ABOUT THIS EXERCISE
In the text on avoiding bee stings, what do bees focus on between spring and the summer solstice?

If you keep bees, you are going to get stung. This is a
fact. How often you get stung can be greatly reduced by keeping several things
in mind. Despite all the supposed health benefits of bee venom and apitherapy,
getting stung whilst trying to get other apiculture related chores done can otherwise
ruin a rather enjoyable day at the apiary. Fear not, this year I have been
stung on multiple occasions but I still maintain that each and every time it
was my fault. Let’s start with some basic rules.
Is it a good beach day out? Would you rather be sitting in
the sand slacking your thirst with a Mojito? If you answer positively to the
question, you are not in luck. There is work to be done, and your bees need
you. If you cannot see the sun, and feel its warmth go find something else to
do. When it is over casted, cloudy, going to rain, raining, sunrise, or sunset
you are going to get lit up. On a nice day, most of your hive is out foraging,
gathering water, and doing what bees do. On a crappy day all those bees are
inside your hive, and they are ornery (wouldn’t you be ornery too if you were
stuck inside?).
Pay attention to the length of days. Bees are smart little
creatures, and they pay attention to earth’s rotational cycles. Perhaps not in
astrophysicist terms, but they know when the days are getting longer and when
they are getting shorter. Between spring and the summer solstice the days are
getting longer and the bees concentrate more on brood rearing. After the
solstice is when the days logically enough get shorter. This is when bees start
collecting their stores for winter (ie honey). They also become more defensive
over it.

DATA SECTION
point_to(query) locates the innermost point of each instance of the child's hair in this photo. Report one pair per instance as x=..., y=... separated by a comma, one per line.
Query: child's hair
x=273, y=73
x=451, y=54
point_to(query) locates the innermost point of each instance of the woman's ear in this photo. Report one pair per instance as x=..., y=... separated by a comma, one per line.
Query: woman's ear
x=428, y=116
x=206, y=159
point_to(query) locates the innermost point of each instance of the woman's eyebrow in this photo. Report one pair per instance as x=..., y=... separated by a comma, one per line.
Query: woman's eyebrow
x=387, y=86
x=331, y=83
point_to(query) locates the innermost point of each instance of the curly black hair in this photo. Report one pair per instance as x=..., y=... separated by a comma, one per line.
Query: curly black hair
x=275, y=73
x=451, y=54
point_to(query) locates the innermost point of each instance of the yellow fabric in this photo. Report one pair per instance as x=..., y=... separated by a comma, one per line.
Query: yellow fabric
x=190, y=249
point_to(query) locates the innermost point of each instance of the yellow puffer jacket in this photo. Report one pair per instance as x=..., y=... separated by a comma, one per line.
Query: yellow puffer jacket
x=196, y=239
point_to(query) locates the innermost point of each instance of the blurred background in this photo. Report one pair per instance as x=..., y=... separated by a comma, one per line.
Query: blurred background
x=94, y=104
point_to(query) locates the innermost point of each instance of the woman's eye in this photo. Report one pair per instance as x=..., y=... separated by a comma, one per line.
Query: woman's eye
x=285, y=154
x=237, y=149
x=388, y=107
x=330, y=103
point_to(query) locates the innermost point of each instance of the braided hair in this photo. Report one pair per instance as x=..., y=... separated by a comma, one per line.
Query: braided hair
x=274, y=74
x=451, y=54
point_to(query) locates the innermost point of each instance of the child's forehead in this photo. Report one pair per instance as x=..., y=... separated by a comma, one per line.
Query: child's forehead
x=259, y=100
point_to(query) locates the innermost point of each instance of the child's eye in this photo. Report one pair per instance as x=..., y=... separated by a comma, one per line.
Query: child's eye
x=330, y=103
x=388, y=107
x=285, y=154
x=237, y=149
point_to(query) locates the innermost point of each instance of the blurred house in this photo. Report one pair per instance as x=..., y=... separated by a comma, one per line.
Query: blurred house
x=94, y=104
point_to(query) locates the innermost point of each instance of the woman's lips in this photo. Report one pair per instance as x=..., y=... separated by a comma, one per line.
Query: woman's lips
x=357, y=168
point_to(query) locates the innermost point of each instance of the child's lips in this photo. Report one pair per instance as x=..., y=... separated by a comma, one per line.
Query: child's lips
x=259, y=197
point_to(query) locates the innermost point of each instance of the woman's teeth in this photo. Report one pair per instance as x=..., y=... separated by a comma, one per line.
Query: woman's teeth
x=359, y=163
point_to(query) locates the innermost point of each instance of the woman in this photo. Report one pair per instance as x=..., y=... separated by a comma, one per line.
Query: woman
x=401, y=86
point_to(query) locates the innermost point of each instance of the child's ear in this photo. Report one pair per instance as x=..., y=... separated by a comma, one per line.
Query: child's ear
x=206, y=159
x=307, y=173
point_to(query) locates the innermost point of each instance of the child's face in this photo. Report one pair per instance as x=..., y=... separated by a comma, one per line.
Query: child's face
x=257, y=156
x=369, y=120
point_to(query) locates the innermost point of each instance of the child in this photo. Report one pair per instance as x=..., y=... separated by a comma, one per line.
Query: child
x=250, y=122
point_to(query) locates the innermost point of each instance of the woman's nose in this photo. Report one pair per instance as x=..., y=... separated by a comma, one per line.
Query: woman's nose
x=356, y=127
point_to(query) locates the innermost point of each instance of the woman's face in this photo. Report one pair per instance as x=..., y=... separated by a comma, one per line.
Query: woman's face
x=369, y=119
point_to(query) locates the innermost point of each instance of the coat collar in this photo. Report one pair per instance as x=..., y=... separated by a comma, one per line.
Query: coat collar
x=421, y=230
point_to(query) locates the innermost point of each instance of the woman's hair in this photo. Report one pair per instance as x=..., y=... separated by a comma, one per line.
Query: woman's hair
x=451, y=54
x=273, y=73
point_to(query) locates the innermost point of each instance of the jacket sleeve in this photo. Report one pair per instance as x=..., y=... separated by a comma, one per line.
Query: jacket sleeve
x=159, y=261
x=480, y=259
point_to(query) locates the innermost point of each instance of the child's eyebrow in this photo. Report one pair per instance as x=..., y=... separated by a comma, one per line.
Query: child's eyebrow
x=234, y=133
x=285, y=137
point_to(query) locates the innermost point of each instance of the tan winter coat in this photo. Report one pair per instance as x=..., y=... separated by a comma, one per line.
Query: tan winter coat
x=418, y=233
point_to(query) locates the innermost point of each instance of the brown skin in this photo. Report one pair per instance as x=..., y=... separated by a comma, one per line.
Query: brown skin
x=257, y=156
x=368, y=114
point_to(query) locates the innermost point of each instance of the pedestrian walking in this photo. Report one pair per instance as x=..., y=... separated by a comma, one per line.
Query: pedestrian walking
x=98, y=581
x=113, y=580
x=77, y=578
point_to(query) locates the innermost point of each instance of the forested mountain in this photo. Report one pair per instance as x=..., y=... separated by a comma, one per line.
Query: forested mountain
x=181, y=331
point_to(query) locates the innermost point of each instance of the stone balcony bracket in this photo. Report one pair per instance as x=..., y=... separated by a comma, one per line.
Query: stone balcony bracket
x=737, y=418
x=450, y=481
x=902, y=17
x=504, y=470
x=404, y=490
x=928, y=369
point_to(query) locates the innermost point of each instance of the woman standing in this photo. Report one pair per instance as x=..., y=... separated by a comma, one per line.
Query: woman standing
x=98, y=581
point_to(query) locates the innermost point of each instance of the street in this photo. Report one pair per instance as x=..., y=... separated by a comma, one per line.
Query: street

THE COMPLETED TASK
Brood rearing.